• **Aim of the exercise**: Within the data below, determine how many lines contain "dark" and supply only that figure.

Natural language region descriptions

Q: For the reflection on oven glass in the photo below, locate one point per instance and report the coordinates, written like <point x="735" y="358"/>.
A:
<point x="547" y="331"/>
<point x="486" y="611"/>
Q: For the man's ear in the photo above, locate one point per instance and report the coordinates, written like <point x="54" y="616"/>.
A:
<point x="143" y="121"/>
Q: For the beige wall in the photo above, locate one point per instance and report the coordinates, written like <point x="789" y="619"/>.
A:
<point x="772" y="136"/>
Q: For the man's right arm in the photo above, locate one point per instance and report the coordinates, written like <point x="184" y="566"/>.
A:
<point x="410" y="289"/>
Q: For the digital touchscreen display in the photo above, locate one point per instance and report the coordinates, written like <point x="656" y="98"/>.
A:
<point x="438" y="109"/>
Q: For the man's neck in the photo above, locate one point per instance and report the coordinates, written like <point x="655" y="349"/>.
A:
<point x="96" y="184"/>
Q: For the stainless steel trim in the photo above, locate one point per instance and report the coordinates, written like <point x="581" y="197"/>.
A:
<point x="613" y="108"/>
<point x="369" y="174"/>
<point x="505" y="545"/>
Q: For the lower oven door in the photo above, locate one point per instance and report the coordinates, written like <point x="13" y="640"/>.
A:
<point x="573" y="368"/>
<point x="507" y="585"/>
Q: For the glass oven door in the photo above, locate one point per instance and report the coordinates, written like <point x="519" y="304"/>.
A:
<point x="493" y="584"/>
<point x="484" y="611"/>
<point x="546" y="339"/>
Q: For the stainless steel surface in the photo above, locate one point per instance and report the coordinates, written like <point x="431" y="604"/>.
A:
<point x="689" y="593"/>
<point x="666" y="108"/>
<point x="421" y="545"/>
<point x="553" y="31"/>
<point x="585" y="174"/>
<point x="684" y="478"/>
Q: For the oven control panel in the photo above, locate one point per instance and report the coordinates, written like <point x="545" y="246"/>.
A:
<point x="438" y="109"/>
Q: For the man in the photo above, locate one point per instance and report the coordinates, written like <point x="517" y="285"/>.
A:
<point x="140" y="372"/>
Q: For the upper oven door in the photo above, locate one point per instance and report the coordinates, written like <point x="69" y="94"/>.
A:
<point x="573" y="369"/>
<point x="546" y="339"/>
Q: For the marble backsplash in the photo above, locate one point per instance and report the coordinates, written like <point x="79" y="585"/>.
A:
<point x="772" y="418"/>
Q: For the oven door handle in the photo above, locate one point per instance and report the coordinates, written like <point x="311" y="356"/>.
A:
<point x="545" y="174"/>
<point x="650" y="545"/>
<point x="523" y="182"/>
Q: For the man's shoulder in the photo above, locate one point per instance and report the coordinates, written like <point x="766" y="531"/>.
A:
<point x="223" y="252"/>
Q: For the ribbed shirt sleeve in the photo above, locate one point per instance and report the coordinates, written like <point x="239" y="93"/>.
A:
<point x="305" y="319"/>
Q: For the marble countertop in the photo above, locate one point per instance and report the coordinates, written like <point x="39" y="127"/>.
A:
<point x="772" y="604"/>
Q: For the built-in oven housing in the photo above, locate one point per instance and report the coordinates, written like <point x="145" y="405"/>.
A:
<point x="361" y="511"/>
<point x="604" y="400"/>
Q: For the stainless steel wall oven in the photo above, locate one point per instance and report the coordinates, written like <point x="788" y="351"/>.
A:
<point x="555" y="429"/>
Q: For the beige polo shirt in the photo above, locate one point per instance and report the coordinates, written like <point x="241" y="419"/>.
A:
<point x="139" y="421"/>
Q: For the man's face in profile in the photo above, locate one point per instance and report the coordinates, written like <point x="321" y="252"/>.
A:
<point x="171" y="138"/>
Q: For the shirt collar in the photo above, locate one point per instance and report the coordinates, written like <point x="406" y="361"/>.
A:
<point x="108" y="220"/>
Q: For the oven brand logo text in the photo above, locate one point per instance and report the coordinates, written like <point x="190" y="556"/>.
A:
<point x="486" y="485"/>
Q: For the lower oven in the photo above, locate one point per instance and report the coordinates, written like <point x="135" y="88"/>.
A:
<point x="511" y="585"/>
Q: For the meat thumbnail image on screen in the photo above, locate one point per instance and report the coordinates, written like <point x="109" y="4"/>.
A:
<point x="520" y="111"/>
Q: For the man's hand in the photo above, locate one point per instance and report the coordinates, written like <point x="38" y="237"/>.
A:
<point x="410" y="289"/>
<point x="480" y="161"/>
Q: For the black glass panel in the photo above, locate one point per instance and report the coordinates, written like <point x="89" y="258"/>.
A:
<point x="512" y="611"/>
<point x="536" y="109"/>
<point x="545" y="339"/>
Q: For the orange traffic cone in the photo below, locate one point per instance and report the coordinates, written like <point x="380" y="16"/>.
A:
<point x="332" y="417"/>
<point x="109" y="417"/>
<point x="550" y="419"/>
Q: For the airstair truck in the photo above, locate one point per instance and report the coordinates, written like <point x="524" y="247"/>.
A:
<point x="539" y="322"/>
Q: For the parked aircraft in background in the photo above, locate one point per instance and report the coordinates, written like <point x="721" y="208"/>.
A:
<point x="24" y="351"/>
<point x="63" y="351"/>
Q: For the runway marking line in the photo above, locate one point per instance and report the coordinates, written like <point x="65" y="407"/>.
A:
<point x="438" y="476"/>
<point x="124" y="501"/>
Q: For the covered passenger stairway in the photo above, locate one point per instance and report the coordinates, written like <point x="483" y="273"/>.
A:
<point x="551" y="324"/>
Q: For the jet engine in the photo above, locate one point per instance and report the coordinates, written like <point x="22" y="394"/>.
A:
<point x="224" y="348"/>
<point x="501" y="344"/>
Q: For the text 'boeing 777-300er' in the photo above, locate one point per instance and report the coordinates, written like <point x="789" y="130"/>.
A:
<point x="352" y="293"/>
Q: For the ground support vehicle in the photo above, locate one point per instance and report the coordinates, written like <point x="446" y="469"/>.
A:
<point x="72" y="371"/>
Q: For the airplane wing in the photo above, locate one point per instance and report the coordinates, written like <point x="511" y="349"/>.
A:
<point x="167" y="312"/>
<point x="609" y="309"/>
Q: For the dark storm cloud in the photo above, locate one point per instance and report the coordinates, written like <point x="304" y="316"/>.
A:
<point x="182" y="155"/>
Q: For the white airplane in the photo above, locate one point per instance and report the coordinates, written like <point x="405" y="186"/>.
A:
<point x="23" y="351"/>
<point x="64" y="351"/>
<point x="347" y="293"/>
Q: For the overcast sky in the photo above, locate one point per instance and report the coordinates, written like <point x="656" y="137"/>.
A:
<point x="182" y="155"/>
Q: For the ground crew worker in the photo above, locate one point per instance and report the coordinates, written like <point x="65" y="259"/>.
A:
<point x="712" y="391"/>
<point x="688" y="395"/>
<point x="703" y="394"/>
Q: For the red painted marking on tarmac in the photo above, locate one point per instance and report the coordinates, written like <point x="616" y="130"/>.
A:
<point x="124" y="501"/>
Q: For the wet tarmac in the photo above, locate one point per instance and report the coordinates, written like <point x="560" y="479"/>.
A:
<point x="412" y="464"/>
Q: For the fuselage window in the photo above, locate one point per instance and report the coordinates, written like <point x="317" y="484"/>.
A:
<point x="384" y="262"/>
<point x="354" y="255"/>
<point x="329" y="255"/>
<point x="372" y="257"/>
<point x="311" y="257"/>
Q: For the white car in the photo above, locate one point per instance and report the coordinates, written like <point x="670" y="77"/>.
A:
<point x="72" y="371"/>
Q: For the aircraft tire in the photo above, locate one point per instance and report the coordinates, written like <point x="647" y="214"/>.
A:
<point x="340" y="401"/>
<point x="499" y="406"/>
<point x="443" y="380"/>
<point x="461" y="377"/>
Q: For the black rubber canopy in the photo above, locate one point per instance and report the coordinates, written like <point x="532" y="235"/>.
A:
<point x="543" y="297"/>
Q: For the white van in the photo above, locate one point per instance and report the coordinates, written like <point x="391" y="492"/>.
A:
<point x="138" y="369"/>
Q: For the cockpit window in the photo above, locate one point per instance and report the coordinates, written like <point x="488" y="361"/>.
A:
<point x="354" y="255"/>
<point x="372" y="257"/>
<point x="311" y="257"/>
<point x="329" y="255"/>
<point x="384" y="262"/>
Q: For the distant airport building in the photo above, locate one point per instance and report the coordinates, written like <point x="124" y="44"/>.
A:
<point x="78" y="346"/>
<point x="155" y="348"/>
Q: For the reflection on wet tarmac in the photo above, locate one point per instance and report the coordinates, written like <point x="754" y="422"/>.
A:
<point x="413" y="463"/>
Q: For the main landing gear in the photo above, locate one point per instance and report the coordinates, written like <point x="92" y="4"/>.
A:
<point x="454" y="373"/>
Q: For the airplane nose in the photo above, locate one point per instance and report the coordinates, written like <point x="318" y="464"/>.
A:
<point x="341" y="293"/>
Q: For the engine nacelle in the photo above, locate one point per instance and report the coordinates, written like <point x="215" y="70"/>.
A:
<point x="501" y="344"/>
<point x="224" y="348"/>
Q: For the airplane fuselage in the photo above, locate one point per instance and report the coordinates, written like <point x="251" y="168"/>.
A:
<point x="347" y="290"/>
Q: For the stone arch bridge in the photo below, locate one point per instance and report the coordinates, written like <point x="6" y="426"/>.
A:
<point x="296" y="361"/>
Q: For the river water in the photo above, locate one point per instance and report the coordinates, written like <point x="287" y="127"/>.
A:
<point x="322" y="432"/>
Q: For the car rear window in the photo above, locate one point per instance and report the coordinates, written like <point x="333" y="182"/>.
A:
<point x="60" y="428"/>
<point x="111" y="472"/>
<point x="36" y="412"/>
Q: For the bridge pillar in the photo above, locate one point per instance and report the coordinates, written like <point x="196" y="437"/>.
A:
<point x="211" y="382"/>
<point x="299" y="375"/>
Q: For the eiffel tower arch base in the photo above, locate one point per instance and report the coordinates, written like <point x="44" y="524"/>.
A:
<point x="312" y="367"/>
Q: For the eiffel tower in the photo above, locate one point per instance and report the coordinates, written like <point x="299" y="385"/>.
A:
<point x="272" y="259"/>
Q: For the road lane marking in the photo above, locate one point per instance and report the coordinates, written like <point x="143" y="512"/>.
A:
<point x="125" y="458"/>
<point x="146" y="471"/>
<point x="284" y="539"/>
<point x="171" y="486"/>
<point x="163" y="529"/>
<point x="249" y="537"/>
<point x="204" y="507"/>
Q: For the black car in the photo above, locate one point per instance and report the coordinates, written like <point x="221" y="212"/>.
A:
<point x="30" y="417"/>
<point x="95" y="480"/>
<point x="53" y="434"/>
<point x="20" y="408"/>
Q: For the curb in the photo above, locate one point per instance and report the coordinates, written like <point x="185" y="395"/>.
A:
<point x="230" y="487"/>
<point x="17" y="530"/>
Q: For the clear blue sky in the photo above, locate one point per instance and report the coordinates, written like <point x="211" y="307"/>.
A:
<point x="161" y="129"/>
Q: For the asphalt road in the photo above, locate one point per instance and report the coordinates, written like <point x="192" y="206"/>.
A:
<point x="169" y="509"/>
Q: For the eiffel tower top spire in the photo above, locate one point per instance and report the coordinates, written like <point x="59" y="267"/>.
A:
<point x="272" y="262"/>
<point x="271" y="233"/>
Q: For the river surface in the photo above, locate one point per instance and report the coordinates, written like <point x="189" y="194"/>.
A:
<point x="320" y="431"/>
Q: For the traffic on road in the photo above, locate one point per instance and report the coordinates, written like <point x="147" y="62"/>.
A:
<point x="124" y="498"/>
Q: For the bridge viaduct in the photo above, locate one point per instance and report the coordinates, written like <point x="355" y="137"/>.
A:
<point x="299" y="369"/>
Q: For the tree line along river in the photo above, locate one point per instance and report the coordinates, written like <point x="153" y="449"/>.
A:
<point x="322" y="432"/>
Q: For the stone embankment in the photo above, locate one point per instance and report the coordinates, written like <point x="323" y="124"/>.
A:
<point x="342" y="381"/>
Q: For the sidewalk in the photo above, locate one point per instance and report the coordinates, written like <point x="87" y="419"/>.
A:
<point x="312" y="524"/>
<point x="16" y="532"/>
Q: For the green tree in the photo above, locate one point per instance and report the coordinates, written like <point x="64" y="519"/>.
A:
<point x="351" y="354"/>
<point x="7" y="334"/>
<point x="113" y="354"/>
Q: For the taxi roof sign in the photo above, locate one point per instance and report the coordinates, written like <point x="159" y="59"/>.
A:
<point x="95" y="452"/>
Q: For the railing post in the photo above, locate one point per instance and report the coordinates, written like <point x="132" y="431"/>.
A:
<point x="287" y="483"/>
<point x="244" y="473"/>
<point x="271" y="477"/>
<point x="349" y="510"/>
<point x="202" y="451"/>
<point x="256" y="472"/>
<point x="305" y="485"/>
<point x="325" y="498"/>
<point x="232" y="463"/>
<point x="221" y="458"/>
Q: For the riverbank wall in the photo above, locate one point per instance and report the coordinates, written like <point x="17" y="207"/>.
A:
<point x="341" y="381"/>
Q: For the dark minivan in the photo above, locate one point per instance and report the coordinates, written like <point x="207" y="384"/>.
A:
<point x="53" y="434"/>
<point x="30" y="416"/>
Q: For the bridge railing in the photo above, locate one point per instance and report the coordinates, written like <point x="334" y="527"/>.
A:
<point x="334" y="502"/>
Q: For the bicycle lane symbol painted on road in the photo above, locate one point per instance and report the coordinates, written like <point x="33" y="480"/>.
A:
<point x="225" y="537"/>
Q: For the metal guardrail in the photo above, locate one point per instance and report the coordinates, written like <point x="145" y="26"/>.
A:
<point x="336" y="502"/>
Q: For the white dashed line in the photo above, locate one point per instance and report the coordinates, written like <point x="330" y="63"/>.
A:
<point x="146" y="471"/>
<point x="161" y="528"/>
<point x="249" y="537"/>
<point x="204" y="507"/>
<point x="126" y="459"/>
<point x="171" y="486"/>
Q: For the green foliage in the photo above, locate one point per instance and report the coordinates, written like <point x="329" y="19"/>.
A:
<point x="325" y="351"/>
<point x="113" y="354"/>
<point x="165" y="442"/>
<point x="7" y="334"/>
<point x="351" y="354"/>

• **Solution below**: 2